Text shown:
On 2018-06-20 06:20, Maxim Yu. Osipov wrote:
> Hi Claudius,
> 
> On 06/14/2018 10:50 AM, Claudius Heine wrote:
>> Hi,
>>
>> On 2018-06-11 15:51, [ext] Claudius Heine wrote:
>>> Hi,
>>>
>>> On 2018-06-11 10:45, [ext] Claudius Heine wrote:
>>>> Hi Maxim,
>>>>
>>>> On 2018-06-07 10:08, Maxim Yu. Osipov wrote:
>>>>> Hi Claudius,
>>>>>
>>>>> As far as I understood, 'apt-move' doesn't fit your requirements.
>>>>
>>>> The documented functionality of apt-move would fit the requirements, 
>>>> but since its no longer maintained and has bugs that makes it 
>>>> incompatible with debootstrap, it cannot be used.
>>>>
>>>>> Nevertheless, diagram illustrating the approach you propose would 
>>>>> be be very helpful.
>>>>>
>>>>> As for diagram you attached to email below, honestly, it's rather 
>>>>> difficult to understand it - too many arrows :(. It's worth to 
>>>>> additionally describe the steps in text (and put corresponding 
>>>>> numbers on the picture).
>>>>
>>>> Yes I know its a bit overwhelming with all those arrows. It was much 
>>>> worse before and this is the result of much simplifications.
>>>>
>>>> But either way, since we cannot use apt-move I have to investigate 
>>>> what is possible with reprepro and change the diagram accordingly.
>>>
>>> reprepro does provide many nice features that might be interesting to 
>>> use. For instance the 'gensnapshot' command. This caused me to 
>>> further redesign this approach as the diagram attached shows.
>>>
>>> I know this kind of diagram does not 100% the UML meaning, but I 
>>> could not find a diagram type that really fits to what I want to show 
>>> here.
>>>
>>> This time I try to explain a bit more about what those arrows mean 
>>> and how to read this diagram.
>>>
>>> Dashed lines symbolizes dependencies between steps or 'packages' (in 
>>> this case I mean those 'isar-bootstrap', 'buildchroot', 'recipes' and 
>>> 'image'. So if they are followed from the 'debootstrap download' in 
>>> the 'isar-bootstrap' package upwards, then this is the execution 
>>> order. When the 'package import' component is reached the next 
>>> 'package' in the dependency graph are started. This is 'buildchroot' 
>>> or 'image'. Normally that is the buildchroot. Only if there are no 
>>> recieps around that need a buildchroot it could be skipped. That 
>>> means the last step to be executed is the 'finished' one.
>>>
>>> The arrows going out from those database things, mean that packages 
>>> are used from their. Those arrows have the same arrow head as the 
>>> dependency arrows. In this diagram I made the lines of the arrows 
>>> that are going out from 'local partial upstream mirror' a bit thicker 
>>> to better differentiate them from the other ones.
>>>
>>> The arrows that are going to 'to local mirror', 'to isar repository 
>>> or 'create local snapshot' nodes have a slightly different arrow 
>>> head. These arrows mean that there are debian packages that are added 
>>> to repos.

Information supplied:

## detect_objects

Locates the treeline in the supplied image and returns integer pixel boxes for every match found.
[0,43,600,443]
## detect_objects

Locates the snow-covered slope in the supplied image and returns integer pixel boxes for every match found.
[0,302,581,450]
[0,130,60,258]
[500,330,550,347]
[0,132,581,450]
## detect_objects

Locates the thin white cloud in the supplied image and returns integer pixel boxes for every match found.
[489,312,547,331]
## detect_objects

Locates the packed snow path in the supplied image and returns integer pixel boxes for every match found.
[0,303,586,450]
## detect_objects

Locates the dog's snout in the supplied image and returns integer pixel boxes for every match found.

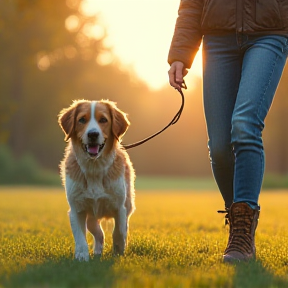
[88,130,99,141]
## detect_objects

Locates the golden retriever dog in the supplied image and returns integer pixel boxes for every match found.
[58,100,135,261]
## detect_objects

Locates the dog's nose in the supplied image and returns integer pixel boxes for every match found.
[88,130,99,141]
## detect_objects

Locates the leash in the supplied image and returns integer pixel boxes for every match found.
[122,82,187,150]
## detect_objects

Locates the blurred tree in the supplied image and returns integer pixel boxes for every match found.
[0,0,105,155]
[0,0,288,176]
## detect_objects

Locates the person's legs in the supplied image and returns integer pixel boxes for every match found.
[223,36,288,262]
[231,35,288,209]
[203,34,242,208]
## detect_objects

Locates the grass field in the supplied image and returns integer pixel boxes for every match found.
[0,187,288,288]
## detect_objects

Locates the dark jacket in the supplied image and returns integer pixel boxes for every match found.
[168,0,288,68]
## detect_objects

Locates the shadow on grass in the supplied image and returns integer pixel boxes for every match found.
[233,260,288,288]
[1,258,114,288]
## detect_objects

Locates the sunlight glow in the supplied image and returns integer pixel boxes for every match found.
[80,0,202,89]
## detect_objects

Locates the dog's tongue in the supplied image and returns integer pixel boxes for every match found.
[87,145,99,154]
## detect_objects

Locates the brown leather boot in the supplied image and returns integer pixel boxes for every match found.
[223,203,260,263]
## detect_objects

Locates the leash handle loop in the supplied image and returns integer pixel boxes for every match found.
[122,86,187,150]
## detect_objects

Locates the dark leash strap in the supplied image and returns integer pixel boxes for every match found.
[122,82,187,150]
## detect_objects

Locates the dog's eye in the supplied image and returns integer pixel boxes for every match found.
[78,117,86,124]
[99,117,108,123]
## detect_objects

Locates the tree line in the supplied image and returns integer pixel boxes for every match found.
[0,0,288,181]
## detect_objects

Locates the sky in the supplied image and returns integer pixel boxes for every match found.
[77,0,202,90]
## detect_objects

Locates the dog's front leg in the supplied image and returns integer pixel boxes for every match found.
[113,206,127,255]
[69,208,89,261]
[87,214,104,255]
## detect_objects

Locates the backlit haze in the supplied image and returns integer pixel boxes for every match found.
[77,0,202,89]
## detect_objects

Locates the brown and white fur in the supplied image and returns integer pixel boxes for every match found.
[58,100,135,261]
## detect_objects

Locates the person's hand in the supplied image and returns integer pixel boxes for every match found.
[168,61,188,90]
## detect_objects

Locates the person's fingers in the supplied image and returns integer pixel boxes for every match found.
[168,63,179,89]
[168,61,184,90]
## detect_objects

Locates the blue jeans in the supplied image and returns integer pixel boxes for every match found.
[203,34,288,209]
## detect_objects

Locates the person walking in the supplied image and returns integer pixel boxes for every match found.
[168,0,288,263]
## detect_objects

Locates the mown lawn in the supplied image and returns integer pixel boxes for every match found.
[0,187,288,288]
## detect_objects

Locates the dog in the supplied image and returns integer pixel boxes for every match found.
[58,100,135,261]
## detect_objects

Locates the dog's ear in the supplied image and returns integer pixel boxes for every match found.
[58,104,76,142]
[109,102,130,141]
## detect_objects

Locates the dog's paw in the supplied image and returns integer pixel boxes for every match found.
[75,251,89,261]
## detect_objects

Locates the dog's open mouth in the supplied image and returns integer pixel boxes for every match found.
[84,142,105,157]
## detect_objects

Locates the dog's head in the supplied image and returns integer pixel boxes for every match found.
[58,100,130,159]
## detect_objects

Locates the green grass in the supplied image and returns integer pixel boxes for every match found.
[0,187,288,288]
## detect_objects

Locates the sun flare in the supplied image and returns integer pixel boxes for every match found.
[80,0,202,89]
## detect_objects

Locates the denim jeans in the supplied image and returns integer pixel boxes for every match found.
[203,34,288,209]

What the exercise asks:
Answer these questions using the email thread.
(a) What two problems with apt-move make it unusable?
(b) Which reprepro command is named as an example of its useful features?
(c) What change was made to the arrows going out from 'local partial upstream mirror', and why?
The material after the thread plays no part in this exercise.

Task result:
(a) It is no longer maintained, and it has bugs that make it incompatible with debootstrap.
(b) The 'gensnapshot' command.
(c) Their lines were made a bit thicker to better differentiate them from the other arrows.